• _Opdracht_
Vertaal alstublieft de zin "Dit blijkt genoegzaam uit de door eiser verstrekte informatie." uit de gegeven tekst over de aanbiedingsplicht naar het Engels.

======== Gegeven tekst

Of eiser (voldoende) aan zijn aanbiedingsplicht heeft voldaan kan door gedaagden, zonder zich tot [X] te richten (hetgeen zoals voormeld niet is toegestaan), niet met zekerheid worden vastgesteld. Dat behoeft echter ook niet. De van gedaagden te vergen zorgvuldigheid gaat niet zo ver dat zij gehouden zijn om zich een zelfstandig oordeel te vormen over de vraag of eiser tekort is geschoten in de vervulling van zijn aanbiedingsplicht en om, indien dat het geval zou zijn, in afwijking van de in beginsel op haar rustende ministerieplicht haar medewerking aan het verlijden van de transportakte te weigeren. Door gedaagden kan wel worden vastgesteld dat eiser – alhoewel hij in eerste instantie heeft nagelaten om het perceel, vóór de verkoop hiervan aan [Z] c.s., aan te bieden aan [X] – het perceel daarna alsnog aan [X] heeft aangeboden, maar dat [X] daar niet op in is gegaan. Dit blijkt genoegzaam uit de door eiser verstrekte informatie. Overigens heeft eiser naar voorshands oordeel met de overgelegde correspondentie wel aannemelijk gemaakt dat hij met het door hem gedane aanbod aan zijn aanbiedingsplicht heeft voldaan.

================
======== De gegevens

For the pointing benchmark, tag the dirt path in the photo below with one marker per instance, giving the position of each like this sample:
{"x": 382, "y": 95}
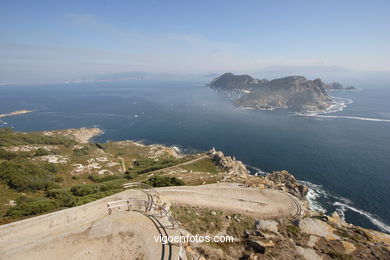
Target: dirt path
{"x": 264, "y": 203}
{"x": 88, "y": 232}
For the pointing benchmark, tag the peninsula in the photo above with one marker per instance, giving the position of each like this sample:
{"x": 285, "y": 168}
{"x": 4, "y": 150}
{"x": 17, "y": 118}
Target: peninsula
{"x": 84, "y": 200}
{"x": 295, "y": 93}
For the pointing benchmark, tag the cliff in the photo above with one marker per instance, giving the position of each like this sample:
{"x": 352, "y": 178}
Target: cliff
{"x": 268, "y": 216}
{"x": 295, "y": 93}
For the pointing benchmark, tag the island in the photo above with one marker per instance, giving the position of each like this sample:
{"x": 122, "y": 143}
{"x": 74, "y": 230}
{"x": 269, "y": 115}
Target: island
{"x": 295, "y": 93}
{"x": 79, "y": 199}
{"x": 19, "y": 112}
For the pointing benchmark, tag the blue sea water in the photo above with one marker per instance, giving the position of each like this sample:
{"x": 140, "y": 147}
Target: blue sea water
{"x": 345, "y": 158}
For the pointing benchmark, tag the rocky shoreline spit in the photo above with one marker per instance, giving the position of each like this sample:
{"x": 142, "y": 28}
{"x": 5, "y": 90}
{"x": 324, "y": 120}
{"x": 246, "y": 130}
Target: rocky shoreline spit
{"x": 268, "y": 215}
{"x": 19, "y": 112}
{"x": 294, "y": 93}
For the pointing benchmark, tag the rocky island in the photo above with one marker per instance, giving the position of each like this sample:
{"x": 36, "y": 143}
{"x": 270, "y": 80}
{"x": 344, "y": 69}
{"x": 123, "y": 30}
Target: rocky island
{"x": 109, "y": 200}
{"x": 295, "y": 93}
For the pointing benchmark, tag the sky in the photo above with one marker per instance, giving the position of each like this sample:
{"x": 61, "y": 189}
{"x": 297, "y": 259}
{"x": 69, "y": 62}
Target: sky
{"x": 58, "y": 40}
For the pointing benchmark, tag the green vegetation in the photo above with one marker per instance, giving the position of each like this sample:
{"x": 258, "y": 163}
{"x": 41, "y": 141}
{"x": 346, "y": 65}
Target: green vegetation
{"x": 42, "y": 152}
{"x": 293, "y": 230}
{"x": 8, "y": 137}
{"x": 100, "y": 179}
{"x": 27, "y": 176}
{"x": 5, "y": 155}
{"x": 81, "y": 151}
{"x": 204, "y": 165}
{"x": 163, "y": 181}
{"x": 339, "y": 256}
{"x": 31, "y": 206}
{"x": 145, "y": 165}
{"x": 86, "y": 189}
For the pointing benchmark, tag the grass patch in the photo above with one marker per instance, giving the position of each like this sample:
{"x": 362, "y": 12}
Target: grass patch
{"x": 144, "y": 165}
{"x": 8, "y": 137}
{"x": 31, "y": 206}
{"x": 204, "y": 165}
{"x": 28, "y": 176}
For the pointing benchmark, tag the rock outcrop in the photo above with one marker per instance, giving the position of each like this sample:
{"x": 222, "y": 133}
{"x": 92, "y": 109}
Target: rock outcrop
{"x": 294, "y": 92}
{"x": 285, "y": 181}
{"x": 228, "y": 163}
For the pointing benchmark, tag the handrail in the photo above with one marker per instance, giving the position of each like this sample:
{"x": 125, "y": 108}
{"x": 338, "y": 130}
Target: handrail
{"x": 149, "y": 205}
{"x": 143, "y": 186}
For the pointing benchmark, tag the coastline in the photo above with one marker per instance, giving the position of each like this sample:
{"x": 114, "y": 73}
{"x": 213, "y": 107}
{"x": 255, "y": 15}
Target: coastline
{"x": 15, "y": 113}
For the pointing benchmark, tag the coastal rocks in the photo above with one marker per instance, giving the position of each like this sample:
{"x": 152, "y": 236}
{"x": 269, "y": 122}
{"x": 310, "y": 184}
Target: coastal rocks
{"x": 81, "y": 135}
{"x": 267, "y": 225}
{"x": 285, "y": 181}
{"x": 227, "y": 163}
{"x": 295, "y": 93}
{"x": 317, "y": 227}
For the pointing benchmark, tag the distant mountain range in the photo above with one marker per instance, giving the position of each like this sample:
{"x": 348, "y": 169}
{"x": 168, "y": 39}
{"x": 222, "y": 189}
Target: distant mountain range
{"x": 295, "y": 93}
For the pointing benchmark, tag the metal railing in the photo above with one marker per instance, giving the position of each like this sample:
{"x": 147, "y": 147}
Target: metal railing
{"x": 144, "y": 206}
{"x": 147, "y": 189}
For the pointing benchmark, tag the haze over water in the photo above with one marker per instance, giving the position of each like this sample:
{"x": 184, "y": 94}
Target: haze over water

================

• _Antwoord_
This is sufficiently evident from the information provided by the claimant.